*Material zur Aufgabe*

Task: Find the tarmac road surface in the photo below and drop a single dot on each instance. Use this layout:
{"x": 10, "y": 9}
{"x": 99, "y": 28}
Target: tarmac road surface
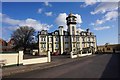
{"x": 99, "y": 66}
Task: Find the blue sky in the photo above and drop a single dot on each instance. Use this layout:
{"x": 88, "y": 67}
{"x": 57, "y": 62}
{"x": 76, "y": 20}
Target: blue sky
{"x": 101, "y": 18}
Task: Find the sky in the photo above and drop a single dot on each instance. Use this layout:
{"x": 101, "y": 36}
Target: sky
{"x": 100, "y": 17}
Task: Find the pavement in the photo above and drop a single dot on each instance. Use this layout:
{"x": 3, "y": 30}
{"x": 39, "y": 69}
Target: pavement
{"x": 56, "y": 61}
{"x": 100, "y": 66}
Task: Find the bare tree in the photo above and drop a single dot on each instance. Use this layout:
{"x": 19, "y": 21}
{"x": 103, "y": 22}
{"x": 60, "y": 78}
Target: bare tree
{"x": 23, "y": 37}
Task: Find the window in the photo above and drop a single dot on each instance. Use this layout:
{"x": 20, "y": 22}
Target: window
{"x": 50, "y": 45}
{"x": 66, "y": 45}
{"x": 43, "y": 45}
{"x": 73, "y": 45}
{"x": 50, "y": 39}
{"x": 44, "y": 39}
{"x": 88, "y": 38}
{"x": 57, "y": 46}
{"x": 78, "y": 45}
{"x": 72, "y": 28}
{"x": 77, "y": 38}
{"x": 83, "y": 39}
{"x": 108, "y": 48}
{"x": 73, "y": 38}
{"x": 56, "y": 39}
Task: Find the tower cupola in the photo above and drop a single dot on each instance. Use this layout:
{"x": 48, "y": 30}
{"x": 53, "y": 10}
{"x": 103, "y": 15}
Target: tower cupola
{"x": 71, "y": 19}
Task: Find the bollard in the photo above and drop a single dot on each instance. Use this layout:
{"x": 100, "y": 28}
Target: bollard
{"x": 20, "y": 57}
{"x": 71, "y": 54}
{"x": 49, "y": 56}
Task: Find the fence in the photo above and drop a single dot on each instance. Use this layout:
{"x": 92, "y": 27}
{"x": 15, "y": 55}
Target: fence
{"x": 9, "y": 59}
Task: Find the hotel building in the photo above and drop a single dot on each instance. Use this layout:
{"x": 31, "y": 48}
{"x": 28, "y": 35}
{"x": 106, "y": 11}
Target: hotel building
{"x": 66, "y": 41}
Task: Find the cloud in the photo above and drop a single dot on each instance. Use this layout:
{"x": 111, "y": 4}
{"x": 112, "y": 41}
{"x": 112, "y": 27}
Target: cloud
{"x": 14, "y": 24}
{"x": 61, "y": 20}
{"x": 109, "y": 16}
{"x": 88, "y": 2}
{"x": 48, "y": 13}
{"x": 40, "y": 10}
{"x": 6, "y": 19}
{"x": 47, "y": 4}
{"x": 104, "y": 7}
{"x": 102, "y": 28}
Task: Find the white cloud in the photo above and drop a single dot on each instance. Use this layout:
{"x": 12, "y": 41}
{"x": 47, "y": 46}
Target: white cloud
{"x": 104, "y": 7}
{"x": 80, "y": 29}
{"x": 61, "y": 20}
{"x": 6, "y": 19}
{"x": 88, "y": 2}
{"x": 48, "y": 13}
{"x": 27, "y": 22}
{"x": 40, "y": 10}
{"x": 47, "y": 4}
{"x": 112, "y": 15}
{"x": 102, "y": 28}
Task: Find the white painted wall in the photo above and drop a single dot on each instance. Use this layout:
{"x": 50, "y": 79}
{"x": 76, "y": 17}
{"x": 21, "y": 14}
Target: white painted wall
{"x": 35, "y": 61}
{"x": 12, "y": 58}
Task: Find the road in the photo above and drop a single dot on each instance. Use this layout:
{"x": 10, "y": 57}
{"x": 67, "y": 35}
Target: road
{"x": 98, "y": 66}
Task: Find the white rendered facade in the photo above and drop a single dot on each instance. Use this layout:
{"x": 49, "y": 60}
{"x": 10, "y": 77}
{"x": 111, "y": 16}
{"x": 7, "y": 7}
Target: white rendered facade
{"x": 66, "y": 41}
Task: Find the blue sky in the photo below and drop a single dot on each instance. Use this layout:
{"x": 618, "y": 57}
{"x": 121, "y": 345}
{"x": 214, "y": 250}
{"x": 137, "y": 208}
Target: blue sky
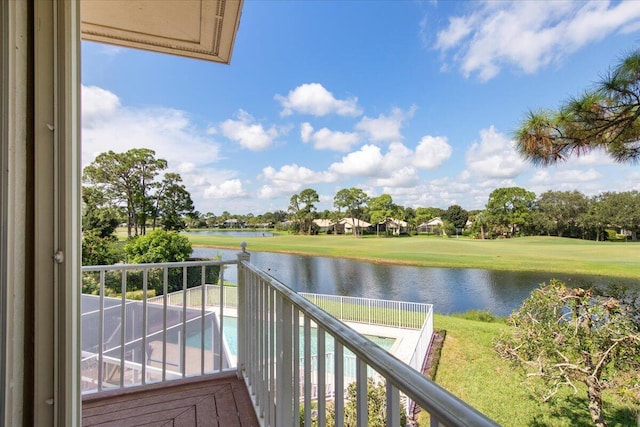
...
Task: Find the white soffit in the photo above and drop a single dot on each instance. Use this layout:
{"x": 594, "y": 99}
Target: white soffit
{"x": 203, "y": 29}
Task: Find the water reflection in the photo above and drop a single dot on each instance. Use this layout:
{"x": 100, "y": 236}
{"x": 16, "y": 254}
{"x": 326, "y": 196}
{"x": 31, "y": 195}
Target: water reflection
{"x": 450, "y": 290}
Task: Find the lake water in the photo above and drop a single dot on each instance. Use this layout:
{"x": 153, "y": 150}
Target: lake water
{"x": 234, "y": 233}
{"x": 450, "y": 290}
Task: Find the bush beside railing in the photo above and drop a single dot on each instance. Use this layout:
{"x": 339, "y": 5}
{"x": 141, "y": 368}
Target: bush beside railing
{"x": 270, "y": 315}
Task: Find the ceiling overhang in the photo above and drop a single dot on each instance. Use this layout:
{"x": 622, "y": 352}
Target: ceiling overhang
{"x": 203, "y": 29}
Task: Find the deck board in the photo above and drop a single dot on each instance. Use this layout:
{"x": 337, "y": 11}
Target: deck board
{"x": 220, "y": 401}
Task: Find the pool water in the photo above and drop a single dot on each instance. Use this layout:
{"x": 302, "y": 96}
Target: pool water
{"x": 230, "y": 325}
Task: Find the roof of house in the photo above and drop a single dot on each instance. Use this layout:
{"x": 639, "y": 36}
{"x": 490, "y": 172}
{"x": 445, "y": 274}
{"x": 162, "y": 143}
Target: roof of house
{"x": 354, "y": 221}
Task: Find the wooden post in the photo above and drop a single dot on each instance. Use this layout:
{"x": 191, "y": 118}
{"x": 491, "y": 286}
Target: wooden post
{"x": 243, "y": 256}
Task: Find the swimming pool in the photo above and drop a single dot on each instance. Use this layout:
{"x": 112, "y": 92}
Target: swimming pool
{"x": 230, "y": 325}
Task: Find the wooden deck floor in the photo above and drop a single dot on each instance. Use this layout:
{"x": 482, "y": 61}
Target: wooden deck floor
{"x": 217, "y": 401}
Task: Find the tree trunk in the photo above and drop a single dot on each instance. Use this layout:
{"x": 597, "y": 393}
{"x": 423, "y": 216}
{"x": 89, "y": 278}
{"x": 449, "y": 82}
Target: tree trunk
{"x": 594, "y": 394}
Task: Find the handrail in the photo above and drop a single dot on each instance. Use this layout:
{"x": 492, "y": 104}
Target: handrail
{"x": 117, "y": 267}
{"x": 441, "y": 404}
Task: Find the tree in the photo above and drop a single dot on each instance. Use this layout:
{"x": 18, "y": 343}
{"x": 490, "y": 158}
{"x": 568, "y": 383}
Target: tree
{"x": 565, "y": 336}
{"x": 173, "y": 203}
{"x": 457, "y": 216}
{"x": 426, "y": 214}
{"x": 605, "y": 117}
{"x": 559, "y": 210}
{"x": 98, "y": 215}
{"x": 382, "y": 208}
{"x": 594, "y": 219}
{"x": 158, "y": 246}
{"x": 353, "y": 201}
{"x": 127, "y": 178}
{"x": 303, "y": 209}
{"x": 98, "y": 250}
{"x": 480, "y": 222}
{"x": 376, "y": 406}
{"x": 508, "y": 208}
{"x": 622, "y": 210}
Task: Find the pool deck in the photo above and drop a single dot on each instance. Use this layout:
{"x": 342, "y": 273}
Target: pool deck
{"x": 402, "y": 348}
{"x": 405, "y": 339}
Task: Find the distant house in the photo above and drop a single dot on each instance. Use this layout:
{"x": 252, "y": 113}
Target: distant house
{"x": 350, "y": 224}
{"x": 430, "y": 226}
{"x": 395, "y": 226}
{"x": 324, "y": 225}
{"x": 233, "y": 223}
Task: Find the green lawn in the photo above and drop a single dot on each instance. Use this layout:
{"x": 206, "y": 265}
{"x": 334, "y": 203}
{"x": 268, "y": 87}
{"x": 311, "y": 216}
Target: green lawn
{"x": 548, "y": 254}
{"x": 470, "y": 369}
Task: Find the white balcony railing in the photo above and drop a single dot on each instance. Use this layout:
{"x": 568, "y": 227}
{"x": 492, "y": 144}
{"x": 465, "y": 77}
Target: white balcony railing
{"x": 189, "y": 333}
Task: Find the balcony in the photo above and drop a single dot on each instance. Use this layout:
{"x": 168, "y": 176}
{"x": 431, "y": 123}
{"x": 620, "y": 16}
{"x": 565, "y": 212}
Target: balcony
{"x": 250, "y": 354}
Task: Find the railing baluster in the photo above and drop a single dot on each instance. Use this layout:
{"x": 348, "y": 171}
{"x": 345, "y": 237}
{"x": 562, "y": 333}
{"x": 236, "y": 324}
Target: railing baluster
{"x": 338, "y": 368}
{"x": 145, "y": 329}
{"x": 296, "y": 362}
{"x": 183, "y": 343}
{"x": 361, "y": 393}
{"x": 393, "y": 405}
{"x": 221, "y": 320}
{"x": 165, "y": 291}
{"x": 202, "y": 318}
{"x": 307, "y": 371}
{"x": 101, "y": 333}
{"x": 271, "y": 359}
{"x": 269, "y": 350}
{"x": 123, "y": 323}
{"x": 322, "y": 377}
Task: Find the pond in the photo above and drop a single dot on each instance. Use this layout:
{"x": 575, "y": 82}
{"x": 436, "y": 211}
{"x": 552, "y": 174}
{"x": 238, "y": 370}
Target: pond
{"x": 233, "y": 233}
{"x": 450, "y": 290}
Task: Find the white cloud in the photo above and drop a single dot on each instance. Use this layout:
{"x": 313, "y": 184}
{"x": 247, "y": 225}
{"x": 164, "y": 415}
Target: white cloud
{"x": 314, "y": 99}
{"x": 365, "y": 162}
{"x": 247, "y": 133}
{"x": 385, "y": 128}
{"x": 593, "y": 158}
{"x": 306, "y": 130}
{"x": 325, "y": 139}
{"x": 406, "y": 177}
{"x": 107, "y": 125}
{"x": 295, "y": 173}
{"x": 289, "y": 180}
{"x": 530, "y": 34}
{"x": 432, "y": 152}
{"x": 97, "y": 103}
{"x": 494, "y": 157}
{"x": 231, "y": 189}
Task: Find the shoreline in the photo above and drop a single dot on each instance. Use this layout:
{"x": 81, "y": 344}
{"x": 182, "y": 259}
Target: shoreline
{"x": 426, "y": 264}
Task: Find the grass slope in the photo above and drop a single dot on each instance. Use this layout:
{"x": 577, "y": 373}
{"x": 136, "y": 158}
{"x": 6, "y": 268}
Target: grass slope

*Aufgabe*
Gib alle Zeilen aus dem Material oben an, in denen das Wort „green“ steht, und übernimm jede davon vollständig.

*Lösung*
Task: Find the green lawn in the photo above and drop a single dot on each instance. Use this layout:
Target: green lawn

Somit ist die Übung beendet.